Prompt: Leave out the pictures and repeat exactly the lines from the one containing "Where can you spot the tree branch?" through the end of the records.

Records for this task:
++++++++

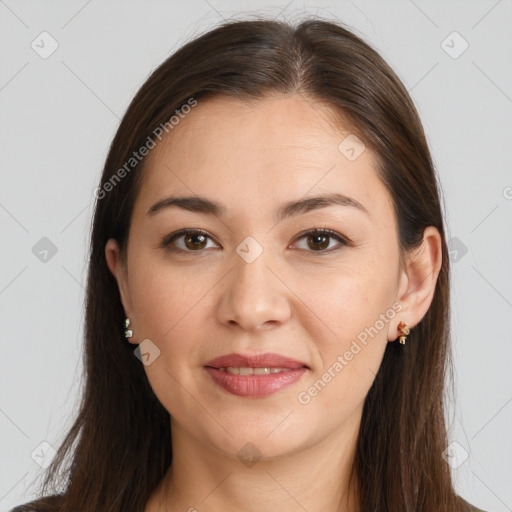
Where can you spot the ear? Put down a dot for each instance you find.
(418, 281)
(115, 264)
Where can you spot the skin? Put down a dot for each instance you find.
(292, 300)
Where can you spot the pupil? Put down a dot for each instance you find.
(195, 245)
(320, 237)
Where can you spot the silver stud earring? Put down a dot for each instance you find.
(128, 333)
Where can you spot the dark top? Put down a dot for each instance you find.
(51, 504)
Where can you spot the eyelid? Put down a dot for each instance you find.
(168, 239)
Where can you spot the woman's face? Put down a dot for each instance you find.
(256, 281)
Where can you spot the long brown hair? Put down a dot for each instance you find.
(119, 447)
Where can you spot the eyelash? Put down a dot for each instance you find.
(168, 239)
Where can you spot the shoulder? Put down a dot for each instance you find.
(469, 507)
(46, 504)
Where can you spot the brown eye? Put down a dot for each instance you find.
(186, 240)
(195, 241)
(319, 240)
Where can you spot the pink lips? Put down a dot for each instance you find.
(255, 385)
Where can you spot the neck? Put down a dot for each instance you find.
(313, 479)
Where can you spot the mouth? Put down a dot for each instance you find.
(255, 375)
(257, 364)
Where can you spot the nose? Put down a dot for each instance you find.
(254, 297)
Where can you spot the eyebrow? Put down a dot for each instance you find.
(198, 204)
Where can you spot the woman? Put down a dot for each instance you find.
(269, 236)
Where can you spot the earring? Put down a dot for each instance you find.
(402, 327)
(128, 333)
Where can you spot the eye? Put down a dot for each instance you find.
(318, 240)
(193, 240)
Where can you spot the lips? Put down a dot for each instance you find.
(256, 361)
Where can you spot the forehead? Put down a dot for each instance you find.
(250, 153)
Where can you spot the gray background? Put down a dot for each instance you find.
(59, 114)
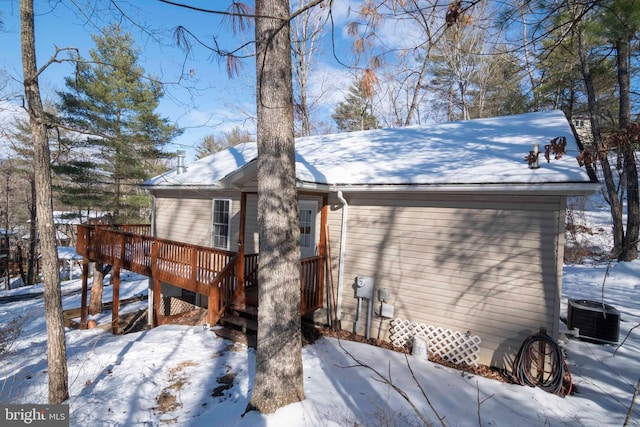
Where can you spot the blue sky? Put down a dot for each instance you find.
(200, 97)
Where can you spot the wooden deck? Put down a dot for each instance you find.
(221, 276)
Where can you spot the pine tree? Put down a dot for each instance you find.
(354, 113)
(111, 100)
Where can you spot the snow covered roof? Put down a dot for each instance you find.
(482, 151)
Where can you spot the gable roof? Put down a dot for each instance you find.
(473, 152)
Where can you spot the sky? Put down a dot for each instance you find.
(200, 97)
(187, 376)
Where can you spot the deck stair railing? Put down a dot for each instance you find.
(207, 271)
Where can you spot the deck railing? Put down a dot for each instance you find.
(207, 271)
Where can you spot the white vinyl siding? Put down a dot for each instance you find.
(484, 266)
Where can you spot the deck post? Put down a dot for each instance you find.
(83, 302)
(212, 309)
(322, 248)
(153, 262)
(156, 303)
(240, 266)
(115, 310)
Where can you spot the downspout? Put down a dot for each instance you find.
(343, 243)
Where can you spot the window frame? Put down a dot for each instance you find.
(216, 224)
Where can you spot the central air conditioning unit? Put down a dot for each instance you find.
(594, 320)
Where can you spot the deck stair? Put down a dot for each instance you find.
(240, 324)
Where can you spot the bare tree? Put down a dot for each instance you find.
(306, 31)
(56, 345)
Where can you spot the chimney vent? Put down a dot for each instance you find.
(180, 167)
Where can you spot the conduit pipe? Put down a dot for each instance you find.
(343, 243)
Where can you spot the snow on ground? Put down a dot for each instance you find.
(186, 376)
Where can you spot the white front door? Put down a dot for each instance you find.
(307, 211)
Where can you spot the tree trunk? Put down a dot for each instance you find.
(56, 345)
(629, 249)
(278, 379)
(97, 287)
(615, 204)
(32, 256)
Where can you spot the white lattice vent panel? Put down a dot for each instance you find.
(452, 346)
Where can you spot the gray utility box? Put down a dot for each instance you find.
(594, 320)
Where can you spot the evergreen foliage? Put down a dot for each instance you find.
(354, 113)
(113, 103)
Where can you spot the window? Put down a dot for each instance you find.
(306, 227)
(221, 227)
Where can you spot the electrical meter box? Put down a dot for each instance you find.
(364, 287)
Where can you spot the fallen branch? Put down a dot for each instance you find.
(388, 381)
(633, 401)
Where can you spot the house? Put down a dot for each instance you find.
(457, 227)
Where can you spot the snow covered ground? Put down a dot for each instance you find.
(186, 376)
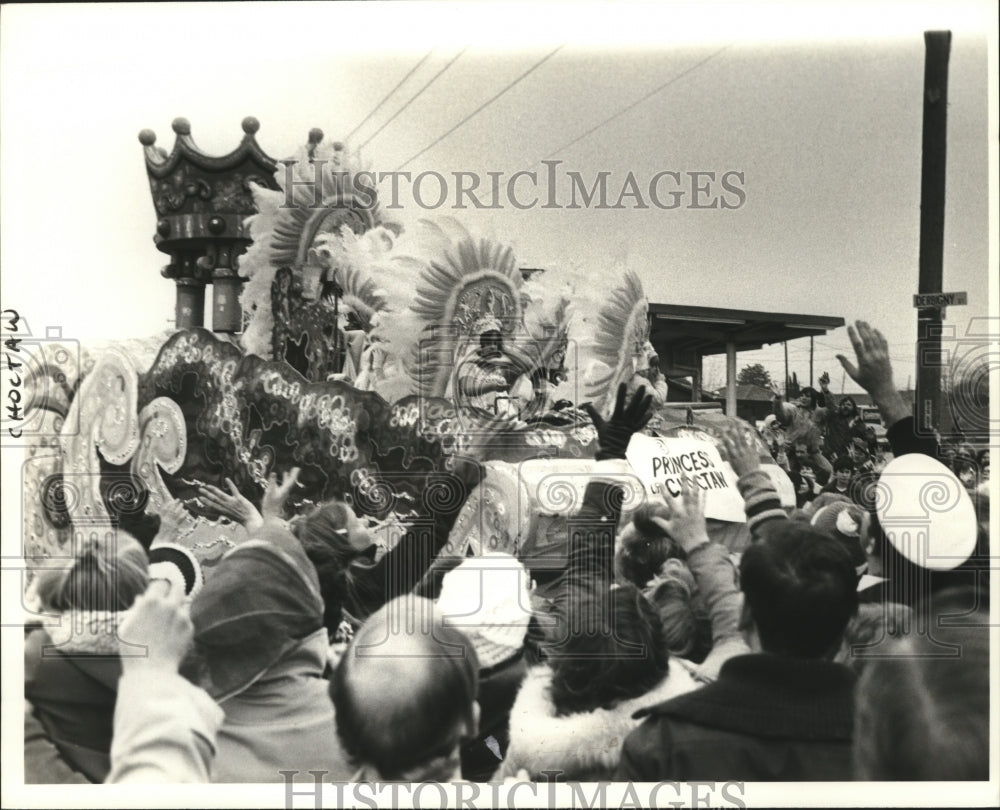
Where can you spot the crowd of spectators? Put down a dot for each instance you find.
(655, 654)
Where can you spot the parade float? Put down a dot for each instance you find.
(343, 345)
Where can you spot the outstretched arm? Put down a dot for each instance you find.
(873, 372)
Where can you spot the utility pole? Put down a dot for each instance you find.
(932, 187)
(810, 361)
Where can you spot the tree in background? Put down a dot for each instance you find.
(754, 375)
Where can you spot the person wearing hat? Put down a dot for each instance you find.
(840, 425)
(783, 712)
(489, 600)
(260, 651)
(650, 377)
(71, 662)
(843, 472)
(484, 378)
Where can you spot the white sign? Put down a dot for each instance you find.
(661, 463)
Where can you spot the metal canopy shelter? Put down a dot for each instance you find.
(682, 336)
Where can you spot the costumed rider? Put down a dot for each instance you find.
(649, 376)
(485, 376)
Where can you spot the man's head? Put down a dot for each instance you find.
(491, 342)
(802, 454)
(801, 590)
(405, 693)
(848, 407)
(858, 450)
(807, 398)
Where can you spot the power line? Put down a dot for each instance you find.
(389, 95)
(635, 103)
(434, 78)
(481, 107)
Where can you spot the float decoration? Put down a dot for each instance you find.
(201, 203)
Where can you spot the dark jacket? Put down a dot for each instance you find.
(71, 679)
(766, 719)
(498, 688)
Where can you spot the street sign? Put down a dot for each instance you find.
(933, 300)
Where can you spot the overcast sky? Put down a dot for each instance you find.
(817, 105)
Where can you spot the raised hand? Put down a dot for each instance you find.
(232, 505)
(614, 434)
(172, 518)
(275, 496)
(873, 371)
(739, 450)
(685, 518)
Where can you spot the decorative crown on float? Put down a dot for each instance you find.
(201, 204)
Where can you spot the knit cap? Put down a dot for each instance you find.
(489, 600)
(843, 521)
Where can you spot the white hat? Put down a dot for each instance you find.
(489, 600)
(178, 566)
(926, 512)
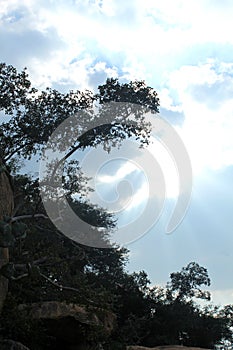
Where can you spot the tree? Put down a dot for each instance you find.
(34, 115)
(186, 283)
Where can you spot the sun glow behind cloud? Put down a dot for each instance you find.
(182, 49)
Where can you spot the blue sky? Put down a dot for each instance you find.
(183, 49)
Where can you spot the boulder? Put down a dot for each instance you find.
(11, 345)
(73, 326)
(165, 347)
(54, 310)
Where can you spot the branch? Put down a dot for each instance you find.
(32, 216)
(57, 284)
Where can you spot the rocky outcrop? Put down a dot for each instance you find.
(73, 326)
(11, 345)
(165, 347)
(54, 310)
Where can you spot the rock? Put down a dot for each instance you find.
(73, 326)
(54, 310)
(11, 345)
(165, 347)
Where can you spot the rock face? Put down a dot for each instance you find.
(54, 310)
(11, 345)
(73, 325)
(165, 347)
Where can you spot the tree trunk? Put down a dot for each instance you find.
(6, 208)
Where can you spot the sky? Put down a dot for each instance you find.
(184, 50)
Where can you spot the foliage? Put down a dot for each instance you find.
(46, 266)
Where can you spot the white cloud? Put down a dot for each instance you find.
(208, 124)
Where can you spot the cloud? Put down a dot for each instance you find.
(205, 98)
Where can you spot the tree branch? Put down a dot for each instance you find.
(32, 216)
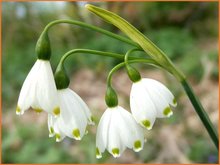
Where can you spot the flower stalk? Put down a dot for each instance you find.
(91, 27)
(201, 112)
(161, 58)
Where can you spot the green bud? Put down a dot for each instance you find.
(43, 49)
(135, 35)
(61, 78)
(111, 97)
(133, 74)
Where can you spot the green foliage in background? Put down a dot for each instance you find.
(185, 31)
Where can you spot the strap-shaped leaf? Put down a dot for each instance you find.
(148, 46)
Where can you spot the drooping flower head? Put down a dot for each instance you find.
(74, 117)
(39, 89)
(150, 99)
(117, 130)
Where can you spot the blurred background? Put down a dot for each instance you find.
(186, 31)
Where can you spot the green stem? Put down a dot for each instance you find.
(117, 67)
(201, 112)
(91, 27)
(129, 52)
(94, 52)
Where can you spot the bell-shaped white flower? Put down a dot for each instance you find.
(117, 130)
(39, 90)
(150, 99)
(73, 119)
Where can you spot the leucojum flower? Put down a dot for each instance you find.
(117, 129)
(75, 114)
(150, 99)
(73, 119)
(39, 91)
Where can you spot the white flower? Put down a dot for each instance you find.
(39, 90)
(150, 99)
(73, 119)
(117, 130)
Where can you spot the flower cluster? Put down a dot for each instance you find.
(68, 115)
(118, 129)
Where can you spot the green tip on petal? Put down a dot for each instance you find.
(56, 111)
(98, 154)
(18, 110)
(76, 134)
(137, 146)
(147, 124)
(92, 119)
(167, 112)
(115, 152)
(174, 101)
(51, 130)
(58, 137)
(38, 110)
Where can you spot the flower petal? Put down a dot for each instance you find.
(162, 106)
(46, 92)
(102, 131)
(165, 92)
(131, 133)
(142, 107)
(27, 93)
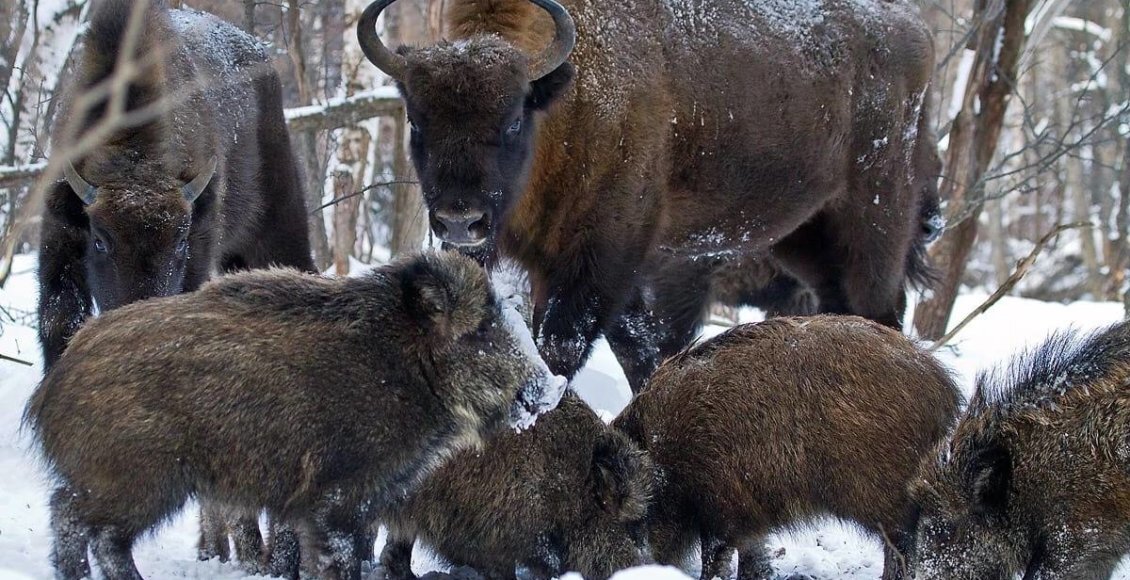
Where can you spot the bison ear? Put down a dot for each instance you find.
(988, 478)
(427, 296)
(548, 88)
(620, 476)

++++++++

Exercise output:
Where can you spot the tree branch? Put down a dot for each instance you find.
(32, 216)
Where can you spot the flower stalk? Put down a dot for each instance you find.
(91, 27)
(201, 112)
(161, 58)
Where can you spot the green bud? Put down a dot for each instance you find.
(43, 49)
(135, 35)
(61, 78)
(111, 97)
(133, 74)
Where can you spot the green foliage in background? Put down a dot for each instance you find.
(185, 31)
Where can you spot the strap-shaped leaf? Put down a dot for each instance you find.
(148, 46)
Where can you spot the drooping flower head? Put down a dot for each instance you find.
(74, 117)
(39, 89)
(150, 99)
(117, 130)
Where can you spot the blurred background? Put down a dot for each instance you find.
(186, 31)
Where can you spot the green stem? Put down a dot for each instance you find.
(117, 67)
(201, 112)
(91, 27)
(129, 52)
(94, 52)
Where can you spot the bell-shaped white flower? Put down a dot for each instance you find.
(117, 130)
(39, 90)
(150, 99)
(73, 119)
Where can you spot the leucojum flower? Put down a dot for each instance you find.
(117, 129)
(75, 114)
(150, 99)
(73, 119)
(39, 91)
Where can you spot the white flower? Put down a dot for each instance you find.
(39, 90)
(150, 99)
(73, 119)
(117, 130)
Where can you spot the flower cluster? Put down a dot for each instance you find.
(68, 115)
(118, 129)
Where can you spot the green tip on petal? Put down a dot for each instance you find.
(56, 111)
(98, 154)
(18, 110)
(76, 134)
(137, 146)
(147, 124)
(92, 119)
(167, 112)
(115, 152)
(174, 101)
(51, 130)
(58, 137)
(38, 110)
Where can you spot the flower petal? Put down a dot for each instance you find.
(162, 106)
(46, 92)
(102, 131)
(165, 92)
(131, 133)
(142, 107)
(27, 93)
Where can you spot the bison ear? Put down a dot for each instance you find.
(988, 478)
(427, 296)
(548, 88)
(620, 476)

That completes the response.